_Problem to solve_: Nothing but the lines from the one containing "column 1193, row 270" through the end of the data below should appear in the answer, each exact and free of pictures.

START Data in this exercise

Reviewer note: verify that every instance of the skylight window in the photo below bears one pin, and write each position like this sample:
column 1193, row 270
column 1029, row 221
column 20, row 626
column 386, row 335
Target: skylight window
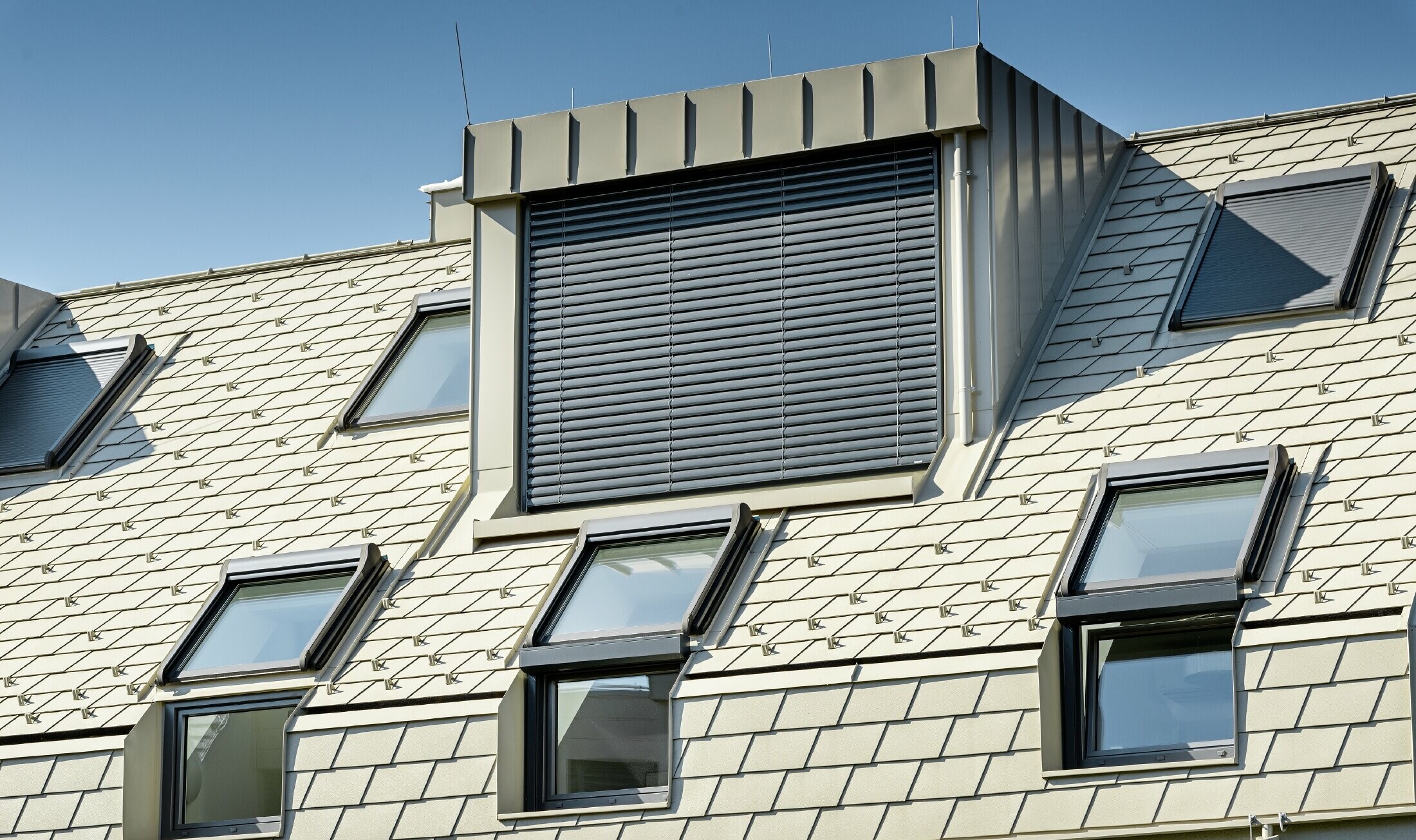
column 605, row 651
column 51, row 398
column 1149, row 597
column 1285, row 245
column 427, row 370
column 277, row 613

END Data in this exercise

_Task answer_:
column 1193, row 270
column 1029, row 221
column 20, row 626
column 386, row 335
Target: skylight window
column 605, row 651
column 51, row 398
column 1149, row 597
column 1285, row 245
column 427, row 370
column 277, row 613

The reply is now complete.